[Source text — start]

There are some words that are so common place and entrenched in mental health lingo, that therapists use them everyday. Though they are quickly and easily understood in the field, they can often leave clients and non-therapists scratching their heads.
I value transparency in therapy. I want you to know what is happening, and why. And I certainly want you to know what the heck I’m talking about! So, to lift the veil on psychobabble, and share a little more about the therapy process, I’ve defined 10 common words that you’re likely hear me (or your therapist) say at some point in time.
Attachment: Attachment is both a general term, and a specific theory. The general term refers to how we feel and experience connection with people. Attachment theory focuses on studying that connection in a scientific way, and is the basis for several therapeutic methods and interventions.
Attunement: Attunement is the feeling of engagement and connection that happens when one person really listens, pays attention, and has empathy and compassion for another person. Therapists want to be attuned to their clients.

[Source text — finish]
[Provided information — start]

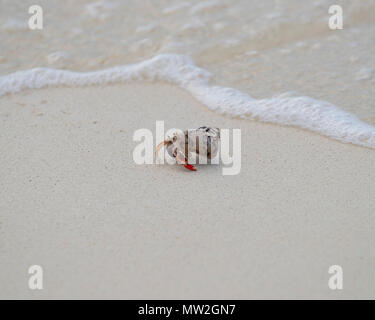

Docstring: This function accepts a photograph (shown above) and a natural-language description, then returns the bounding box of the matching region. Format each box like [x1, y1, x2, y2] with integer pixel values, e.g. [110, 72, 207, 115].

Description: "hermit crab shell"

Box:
[167, 127, 220, 163]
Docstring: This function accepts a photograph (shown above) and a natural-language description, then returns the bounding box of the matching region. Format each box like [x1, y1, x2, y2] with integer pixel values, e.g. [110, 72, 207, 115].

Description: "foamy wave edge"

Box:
[0, 54, 375, 149]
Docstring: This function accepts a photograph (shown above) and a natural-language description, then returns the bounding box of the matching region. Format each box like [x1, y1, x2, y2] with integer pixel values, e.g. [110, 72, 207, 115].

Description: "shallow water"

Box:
[0, 0, 375, 141]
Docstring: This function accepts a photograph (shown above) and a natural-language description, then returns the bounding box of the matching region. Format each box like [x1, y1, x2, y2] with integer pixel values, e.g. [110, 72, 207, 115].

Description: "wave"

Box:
[0, 54, 375, 149]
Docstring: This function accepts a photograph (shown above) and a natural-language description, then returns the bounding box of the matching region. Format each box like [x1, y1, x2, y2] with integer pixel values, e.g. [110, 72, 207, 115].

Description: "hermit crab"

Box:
[155, 126, 220, 171]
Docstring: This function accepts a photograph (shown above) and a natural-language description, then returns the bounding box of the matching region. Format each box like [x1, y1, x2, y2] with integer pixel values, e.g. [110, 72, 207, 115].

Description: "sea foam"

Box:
[0, 54, 375, 149]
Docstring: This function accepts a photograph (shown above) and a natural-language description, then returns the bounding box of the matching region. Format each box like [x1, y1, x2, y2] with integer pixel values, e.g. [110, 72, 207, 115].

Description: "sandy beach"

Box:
[0, 84, 375, 299]
[0, 0, 375, 299]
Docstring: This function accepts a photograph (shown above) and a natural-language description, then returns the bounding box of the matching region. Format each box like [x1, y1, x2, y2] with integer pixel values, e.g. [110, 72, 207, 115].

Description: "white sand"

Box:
[0, 84, 375, 299]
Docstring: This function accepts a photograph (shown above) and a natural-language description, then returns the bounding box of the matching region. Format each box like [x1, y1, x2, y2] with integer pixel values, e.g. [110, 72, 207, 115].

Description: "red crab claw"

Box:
[184, 163, 197, 171]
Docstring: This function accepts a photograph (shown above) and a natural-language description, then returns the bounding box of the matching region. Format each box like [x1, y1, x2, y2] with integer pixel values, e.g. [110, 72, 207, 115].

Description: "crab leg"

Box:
[176, 151, 197, 171]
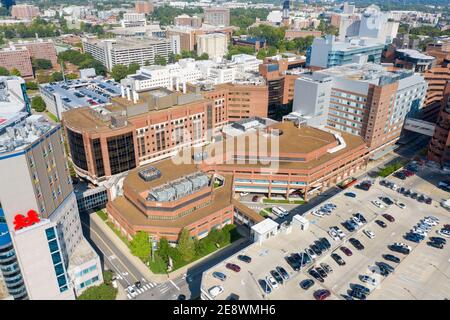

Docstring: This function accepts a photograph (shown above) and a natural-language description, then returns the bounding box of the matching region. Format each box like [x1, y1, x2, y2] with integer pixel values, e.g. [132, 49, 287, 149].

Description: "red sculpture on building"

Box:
[14, 209, 41, 231]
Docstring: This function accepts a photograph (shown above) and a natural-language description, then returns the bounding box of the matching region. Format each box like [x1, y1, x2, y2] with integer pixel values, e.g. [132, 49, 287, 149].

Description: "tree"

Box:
[155, 55, 167, 66]
[177, 228, 195, 261]
[0, 67, 10, 76]
[130, 231, 151, 261]
[31, 96, 47, 112]
[158, 237, 170, 265]
[32, 59, 53, 70]
[50, 72, 63, 82]
[11, 68, 21, 77]
[111, 64, 128, 82]
[25, 81, 39, 90]
[197, 52, 209, 60]
[128, 62, 141, 74]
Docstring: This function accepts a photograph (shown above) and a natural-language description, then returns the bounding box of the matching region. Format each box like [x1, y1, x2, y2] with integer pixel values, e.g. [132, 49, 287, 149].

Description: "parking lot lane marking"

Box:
[169, 280, 181, 291]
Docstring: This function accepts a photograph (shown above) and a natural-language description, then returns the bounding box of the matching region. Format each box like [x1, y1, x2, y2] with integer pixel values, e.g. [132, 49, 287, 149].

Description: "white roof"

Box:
[252, 218, 278, 234]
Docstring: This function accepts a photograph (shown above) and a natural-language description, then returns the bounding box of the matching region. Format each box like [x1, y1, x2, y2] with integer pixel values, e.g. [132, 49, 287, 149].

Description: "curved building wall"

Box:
[0, 205, 28, 300]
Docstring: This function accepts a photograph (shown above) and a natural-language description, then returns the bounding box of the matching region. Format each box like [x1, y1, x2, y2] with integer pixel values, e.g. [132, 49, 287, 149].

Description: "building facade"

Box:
[428, 83, 450, 170]
[197, 33, 228, 60]
[293, 64, 427, 151]
[0, 115, 103, 300]
[83, 37, 172, 71]
[306, 35, 384, 68]
[204, 7, 230, 26]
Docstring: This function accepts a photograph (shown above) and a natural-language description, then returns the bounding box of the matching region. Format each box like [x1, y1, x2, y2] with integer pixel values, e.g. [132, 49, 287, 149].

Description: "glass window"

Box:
[45, 228, 56, 241]
[52, 251, 61, 265]
[48, 239, 59, 253]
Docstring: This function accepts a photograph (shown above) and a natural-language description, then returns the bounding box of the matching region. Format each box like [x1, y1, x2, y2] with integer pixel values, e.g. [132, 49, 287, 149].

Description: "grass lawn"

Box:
[378, 161, 407, 178]
[263, 198, 306, 204]
[96, 210, 108, 221]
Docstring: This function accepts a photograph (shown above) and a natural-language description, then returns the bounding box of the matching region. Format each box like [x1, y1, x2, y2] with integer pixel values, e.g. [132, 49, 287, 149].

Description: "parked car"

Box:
[375, 220, 387, 228]
[308, 268, 325, 282]
[383, 213, 395, 222]
[331, 253, 345, 266]
[225, 263, 241, 272]
[341, 246, 353, 257]
[320, 262, 333, 273]
[395, 201, 406, 209]
[208, 286, 223, 298]
[383, 254, 400, 263]
[359, 275, 378, 287]
[314, 289, 331, 300]
[258, 279, 272, 294]
[275, 266, 289, 280]
[270, 270, 284, 284]
[300, 279, 314, 290]
[348, 238, 364, 250]
[363, 230, 375, 239]
[266, 276, 278, 290]
[238, 254, 252, 263]
[427, 241, 444, 249]
[316, 267, 328, 279]
[213, 271, 227, 281]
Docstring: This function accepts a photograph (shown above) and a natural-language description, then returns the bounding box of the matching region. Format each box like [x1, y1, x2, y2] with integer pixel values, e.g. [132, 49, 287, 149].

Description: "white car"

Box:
[372, 200, 384, 209]
[420, 219, 438, 227]
[208, 286, 223, 298]
[395, 202, 406, 209]
[363, 230, 375, 239]
[305, 248, 317, 259]
[436, 229, 450, 238]
[425, 216, 439, 223]
[394, 242, 412, 251]
[311, 210, 324, 218]
[352, 217, 364, 227]
[126, 286, 138, 298]
[360, 275, 378, 287]
[266, 276, 278, 289]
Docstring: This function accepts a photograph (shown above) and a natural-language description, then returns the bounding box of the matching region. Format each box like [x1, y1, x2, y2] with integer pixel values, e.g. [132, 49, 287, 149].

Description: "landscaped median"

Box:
[77, 271, 118, 300]
[378, 161, 407, 178]
[97, 210, 241, 274]
[263, 198, 306, 204]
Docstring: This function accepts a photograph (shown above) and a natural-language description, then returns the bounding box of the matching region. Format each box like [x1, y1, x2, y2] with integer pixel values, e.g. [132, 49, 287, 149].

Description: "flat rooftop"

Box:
[313, 63, 414, 84]
[0, 115, 56, 154]
[41, 77, 121, 109]
[205, 121, 366, 170]
[63, 88, 205, 132]
[111, 170, 233, 228]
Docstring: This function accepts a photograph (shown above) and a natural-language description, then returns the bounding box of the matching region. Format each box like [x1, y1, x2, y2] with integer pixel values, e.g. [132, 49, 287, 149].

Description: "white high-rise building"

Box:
[0, 115, 103, 300]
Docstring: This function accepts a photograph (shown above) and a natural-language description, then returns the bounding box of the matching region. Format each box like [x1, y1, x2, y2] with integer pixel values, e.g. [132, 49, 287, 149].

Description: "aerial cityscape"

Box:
[0, 0, 450, 302]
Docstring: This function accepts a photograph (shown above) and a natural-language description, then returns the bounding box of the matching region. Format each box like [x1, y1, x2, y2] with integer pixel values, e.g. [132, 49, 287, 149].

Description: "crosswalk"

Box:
[127, 282, 157, 299]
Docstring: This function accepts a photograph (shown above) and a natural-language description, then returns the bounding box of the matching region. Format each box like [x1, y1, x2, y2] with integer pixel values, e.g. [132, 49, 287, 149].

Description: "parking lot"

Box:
[202, 162, 450, 300]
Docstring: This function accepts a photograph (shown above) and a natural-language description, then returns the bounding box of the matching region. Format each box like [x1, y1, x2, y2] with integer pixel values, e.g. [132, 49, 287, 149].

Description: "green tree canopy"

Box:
[177, 228, 195, 261]
[32, 59, 53, 70]
[130, 231, 151, 261]
[155, 55, 167, 66]
[31, 96, 47, 112]
[0, 67, 10, 76]
[11, 68, 21, 77]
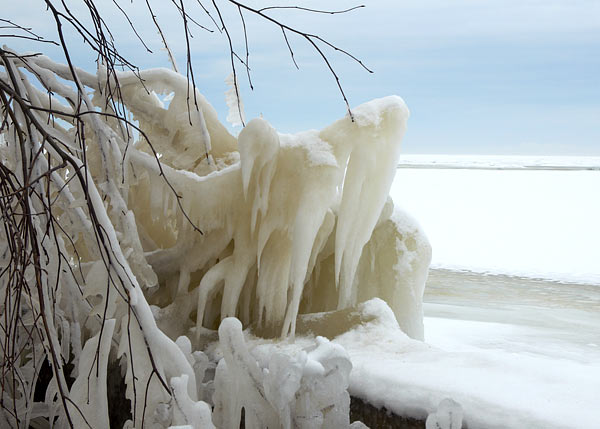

[Provided information — finish]

• _Questions on the material_
1: List what one person does or has toward another when attunement occurs, according to the text on therapy jargon.
2: Resume the text on therapy jargon after its final sentence.

• _Exercise results_
1:
Really listens
Pays attention
Has empathy
Has compassion

2:
Coping Skill: Coping skills are things that we can do to help us manage a challenging or difficult situation, instead of engaging in behaviors that might be destructive, harmful, or that keep us stuck.
Existential: Existential means “relating to existence.” In the context of therapy it usually refers to thoughts, feelings, or struggles related to the “whys and hows” of life, death, humanity, the universe, and existence.
Intake: Intake typically refers to the first appointment (or sometimes the first few appointments) that you have with a therapist or provider. It usually involves completing paperwork (often called an “intake packet”), talking to your therapist about your history, what brought you in, and planning how you and your therapist will work together.
Intervention: An intervention, in the context of general mental health therapy, is anything a therapist does to help clients see or think about things differently, engage in different behaviors, or practice new skills. (In alcohol and drug counseling, intervention can also refer to a structured process for helping someone choose to engage in addiction treatment.)
Outcomes: This term is used a lot in relation to research and insurance, which are both things that like to have measurable data. “Outcomes” in the context of therapy is usually referring to the results of therapy (like whether or not therapy goals were met, or whether or not an intervention was helpful).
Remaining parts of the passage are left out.